## PROBLEM STATEMENT
The records below are to be retyped in full. Keep every word.

## SOURCE DATA
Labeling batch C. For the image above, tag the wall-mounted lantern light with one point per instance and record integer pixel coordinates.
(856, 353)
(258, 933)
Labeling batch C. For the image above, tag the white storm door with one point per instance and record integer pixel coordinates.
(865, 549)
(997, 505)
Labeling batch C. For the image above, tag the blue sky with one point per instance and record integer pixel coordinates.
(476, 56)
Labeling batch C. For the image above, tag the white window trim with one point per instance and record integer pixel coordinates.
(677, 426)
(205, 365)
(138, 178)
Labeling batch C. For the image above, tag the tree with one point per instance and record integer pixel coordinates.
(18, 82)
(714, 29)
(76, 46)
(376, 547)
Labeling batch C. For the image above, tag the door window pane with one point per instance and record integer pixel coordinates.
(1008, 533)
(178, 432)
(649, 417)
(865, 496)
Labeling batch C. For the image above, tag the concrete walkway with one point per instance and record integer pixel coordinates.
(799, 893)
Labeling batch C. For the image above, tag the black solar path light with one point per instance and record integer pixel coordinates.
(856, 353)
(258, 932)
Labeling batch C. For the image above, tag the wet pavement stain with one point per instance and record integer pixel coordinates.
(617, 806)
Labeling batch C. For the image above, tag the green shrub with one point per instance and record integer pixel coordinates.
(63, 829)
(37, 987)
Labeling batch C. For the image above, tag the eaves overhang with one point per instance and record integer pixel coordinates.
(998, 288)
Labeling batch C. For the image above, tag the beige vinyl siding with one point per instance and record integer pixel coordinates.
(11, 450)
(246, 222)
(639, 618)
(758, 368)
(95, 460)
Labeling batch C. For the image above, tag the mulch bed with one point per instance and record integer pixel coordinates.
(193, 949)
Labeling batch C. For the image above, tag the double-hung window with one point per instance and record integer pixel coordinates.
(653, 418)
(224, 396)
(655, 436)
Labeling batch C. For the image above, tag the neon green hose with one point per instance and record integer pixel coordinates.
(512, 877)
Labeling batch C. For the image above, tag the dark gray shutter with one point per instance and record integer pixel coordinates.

## RESPONSE TO THE TASK
Labeling batch C. For the image above, tag the wall-mounted lantern light with one point per instance and record integer pixel coordinates.
(856, 353)
(258, 933)
Labeling batch C. For the image above, tag the white storm door with one point per instance and record integer pixel coordinates.
(865, 549)
(997, 505)
Labeling batch C. For the image above, tag the blue sky with one point per instance and record integer pixel coordinates.
(476, 56)
Labeling batch C. For the image above, tag the white window trim with one point per instance and record integer pixel coordinates.
(677, 426)
(205, 365)
(138, 178)
Labeling batch C. For the image above, tag the tree with one point per instance and record integer pixel coordinates.
(18, 82)
(714, 29)
(76, 46)
(376, 547)
Labeling batch C. For the image above, tag the door window pane with one point per instance and record integer pixel coordinates.
(1008, 533)
(178, 432)
(649, 417)
(865, 496)
Labeling batch C. For the image above, tag the concrete walkway with one point per instance and record integer pixel coordinates.
(799, 893)
Labeling batch C. For the image above, tag the black solar path light with one point per instance and record integer pixel coordinates.
(856, 353)
(258, 932)
Labeling batch C. For the image above, tag the wet pavement stain with one point per instance and record integer pixel coordinates.
(617, 806)
Labeling batch C. For the image above, tag the green shrub with one point per instance and record integer pixel coordinates.
(63, 829)
(37, 987)
Labeling batch C. For the image above, tag the eaves overhang with one point per instance and record integer pixel coordinates.
(998, 288)
Labeling batch C. For the image above, tag the beige vinyl siding with one point per instance and record integer pixel coordinates.
(11, 450)
(246, 222)
(639, 618)
(758, 368)
(95, 460)
Labeling batch C. For the image above, tag the mulch bed with one point per instance and record integer pixel coordinates.
(193, 949)
Labeling batch C. For the image above, tag the double-hung window with one point per instance and record integer pixel coordinates.
(653, 418)
(224, 396)
(655, 436)
Labeling batch C. For the image above, tag the neon green hose with one point per instance and record integer pixel coordinates.
(512, 877)
Labeling batch C. For the image above, tag the dark gray shutter with one point per instance and record integer pixel coordinates.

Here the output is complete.